● What the task requires: Copy out, unchanged, every line of the entries below from the one containing "Expected: one pin per instance of the cotton plant, each" through the final line of the entries, including both of those lines.
+++
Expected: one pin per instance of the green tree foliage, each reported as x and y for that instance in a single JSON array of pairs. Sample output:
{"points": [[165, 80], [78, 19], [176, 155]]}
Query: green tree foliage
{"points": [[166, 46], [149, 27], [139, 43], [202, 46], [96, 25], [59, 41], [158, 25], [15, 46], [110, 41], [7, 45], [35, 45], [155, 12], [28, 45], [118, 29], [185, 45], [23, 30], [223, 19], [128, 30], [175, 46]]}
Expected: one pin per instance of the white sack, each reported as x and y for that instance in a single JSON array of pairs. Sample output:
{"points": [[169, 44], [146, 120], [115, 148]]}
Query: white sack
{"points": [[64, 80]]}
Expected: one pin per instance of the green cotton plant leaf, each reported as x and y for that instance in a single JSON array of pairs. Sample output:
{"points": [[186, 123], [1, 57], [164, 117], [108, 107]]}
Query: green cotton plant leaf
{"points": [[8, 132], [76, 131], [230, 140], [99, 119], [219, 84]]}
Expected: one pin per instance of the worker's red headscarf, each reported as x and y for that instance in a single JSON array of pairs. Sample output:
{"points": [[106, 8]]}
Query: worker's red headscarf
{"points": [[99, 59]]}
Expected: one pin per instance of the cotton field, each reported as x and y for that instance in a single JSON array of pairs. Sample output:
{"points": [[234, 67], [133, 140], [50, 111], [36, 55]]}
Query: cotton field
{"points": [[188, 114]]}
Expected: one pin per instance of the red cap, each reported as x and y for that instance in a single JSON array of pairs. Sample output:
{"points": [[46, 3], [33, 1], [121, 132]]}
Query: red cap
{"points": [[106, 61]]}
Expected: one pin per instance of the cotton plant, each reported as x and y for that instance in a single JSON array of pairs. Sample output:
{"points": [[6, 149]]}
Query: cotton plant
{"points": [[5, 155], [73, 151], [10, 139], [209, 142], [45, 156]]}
+++
● Result of the task:
Expected: one pin per instance of the cotton plant, each reported as x and y for that instance in a single JSON array of pairs. Sample output:
{"points": [[6, 149]]}
Query: cotton plant
{"points": [[5, 155], [73, 151], [10, 139], [209, 142], [45, 156]]}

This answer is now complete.